*Supplied passage*:
=====
Even deleting items from my three-column, word-documented, cloud-computering to do list (truly, I am the Hunter S. Thompson of doctoral research) hasn’t mitigated the pain. “Don’t get it right, get it written” is the golden rule of DPhil-writing, but in third year, you also have to get the damned thing formatted and polished and devoid of square-bracketed injunctions to [MORE] (also [QUOTE] and [EVIDENCE] and the stomach-churning [PUT CONCLUSION HERE]).

Perhaps the subject matter made this so tough. This chapter contains most of the really depressing stuff in my thesis; the sexualisation of children, child suicide, the anorexic aesthetic, and the fetishising of celebrity illness (especially female mental health). This has, in turn, led to much re-reading of Sarah Kane and looking at the growing cultural obsession with underweight female bodies in the late nineteenth century. It didn’t help that I’d written the first draft in an immensely slappable style, although lord knows I’d rather rewrite for style than because of terrible holes in the research.
=====
*Challenge*:
List every square-bracketed injunction that the thesis passage mentions. The stored data after this point is separate material, unrelated to the thesis passage.

Stored data:
=====
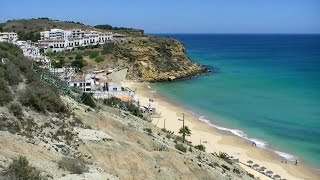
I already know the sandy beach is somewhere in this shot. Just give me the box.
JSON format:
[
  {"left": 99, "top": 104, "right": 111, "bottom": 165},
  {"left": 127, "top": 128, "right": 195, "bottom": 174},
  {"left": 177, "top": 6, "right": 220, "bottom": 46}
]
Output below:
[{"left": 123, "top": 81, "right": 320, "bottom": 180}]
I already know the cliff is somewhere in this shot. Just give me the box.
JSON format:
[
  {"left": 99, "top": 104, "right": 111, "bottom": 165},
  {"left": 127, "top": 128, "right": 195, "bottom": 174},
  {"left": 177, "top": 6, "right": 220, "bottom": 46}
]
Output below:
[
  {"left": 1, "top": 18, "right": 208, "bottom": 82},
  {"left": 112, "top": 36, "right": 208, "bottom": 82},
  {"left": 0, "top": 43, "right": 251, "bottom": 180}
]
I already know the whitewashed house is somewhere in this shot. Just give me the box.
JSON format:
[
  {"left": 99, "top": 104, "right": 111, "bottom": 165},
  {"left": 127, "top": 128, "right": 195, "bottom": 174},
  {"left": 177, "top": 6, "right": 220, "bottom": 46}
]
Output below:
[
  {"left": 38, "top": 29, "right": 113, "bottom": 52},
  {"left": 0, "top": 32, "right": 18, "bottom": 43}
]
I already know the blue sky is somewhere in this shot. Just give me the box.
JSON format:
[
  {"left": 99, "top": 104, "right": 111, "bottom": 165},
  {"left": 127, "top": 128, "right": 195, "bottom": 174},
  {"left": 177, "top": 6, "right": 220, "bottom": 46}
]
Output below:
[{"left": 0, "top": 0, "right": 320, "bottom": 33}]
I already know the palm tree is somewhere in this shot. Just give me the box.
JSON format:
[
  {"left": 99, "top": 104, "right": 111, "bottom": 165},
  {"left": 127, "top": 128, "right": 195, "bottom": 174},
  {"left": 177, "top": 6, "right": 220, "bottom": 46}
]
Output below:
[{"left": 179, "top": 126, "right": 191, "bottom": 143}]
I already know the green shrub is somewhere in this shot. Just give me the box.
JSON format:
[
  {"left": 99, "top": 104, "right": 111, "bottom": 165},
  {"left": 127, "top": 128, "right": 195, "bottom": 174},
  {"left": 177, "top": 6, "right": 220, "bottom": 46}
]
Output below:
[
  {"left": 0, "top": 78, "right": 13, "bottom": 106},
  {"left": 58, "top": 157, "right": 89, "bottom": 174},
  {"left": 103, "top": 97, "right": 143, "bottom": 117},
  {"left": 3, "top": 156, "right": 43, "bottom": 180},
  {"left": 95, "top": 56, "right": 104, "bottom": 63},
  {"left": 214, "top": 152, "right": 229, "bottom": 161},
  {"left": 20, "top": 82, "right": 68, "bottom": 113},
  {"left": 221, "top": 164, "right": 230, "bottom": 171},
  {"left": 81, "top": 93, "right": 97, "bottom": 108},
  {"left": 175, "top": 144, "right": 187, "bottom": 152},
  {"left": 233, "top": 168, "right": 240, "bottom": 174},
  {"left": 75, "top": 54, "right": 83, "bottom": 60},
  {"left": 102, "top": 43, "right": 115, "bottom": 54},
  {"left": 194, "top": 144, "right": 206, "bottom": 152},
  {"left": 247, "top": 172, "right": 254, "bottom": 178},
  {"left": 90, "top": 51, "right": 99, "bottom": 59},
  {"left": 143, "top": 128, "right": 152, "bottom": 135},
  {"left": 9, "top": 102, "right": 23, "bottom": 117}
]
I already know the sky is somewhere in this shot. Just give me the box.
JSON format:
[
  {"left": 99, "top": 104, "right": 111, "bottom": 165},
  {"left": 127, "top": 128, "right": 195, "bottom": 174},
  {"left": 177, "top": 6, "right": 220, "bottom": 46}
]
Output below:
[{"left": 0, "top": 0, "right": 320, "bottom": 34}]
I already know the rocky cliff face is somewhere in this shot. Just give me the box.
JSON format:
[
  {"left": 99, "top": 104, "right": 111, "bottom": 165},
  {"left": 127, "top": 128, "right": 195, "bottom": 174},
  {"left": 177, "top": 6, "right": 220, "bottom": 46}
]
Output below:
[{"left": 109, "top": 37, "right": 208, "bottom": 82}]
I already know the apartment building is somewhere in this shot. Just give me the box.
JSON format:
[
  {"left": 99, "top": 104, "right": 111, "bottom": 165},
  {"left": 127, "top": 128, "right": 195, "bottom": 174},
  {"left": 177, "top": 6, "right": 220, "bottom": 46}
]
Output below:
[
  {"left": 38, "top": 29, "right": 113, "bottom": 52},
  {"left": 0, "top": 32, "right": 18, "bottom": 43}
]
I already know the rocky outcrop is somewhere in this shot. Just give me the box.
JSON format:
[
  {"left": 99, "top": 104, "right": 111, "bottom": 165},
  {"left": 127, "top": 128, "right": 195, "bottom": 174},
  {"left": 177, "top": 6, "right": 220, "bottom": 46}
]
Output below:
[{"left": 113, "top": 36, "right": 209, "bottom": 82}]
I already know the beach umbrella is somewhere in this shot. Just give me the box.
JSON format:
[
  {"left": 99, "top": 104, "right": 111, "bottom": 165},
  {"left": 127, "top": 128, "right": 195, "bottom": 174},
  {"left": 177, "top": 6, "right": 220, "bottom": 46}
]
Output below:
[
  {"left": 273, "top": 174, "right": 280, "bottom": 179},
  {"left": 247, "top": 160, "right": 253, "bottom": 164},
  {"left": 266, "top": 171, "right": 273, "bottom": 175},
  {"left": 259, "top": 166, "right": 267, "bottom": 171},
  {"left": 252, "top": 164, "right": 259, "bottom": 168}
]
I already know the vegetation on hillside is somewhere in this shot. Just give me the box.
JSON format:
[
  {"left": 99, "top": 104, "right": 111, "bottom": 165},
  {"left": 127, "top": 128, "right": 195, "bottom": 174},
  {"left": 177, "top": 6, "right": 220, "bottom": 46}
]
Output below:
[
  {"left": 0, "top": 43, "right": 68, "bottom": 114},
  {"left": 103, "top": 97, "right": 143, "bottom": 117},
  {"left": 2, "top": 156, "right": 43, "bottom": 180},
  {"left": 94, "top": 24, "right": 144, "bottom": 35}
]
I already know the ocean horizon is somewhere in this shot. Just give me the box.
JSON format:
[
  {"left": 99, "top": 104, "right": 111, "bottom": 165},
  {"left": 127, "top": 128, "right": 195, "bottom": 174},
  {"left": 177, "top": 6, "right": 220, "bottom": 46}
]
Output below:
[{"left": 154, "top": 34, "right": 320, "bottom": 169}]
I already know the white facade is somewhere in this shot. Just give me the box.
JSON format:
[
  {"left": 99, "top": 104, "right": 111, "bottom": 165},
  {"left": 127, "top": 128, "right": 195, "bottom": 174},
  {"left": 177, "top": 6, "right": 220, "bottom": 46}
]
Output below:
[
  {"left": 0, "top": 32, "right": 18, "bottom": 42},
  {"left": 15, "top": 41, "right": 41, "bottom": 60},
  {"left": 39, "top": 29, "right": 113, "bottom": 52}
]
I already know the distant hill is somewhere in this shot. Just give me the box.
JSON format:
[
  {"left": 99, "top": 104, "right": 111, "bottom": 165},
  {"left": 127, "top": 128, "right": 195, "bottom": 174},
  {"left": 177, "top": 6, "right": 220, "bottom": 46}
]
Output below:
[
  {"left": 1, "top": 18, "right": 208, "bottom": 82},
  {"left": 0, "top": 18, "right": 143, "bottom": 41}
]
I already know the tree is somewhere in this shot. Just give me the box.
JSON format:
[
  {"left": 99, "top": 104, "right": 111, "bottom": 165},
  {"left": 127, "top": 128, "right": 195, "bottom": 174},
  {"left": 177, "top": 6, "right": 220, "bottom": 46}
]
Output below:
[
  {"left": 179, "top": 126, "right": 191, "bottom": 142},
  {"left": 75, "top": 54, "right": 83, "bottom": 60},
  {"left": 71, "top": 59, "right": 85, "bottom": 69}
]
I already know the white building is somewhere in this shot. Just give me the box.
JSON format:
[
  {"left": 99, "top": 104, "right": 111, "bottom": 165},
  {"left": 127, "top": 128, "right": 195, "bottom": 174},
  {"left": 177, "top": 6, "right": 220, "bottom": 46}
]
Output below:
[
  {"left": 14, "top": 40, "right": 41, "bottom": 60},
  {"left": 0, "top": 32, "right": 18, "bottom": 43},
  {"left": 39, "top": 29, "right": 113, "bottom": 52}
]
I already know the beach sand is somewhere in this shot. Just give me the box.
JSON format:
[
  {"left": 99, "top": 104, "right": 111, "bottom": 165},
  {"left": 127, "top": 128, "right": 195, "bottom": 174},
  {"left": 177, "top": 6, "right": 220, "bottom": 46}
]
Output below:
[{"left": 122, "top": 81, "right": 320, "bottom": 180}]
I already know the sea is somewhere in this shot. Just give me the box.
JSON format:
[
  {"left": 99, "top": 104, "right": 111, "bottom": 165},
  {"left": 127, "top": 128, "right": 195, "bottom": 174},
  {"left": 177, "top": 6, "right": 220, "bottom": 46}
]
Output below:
=====
*Output of the task*:
[MORE], [QUOTE], [EVIDENCE], [PUT CONCLUSION HERE]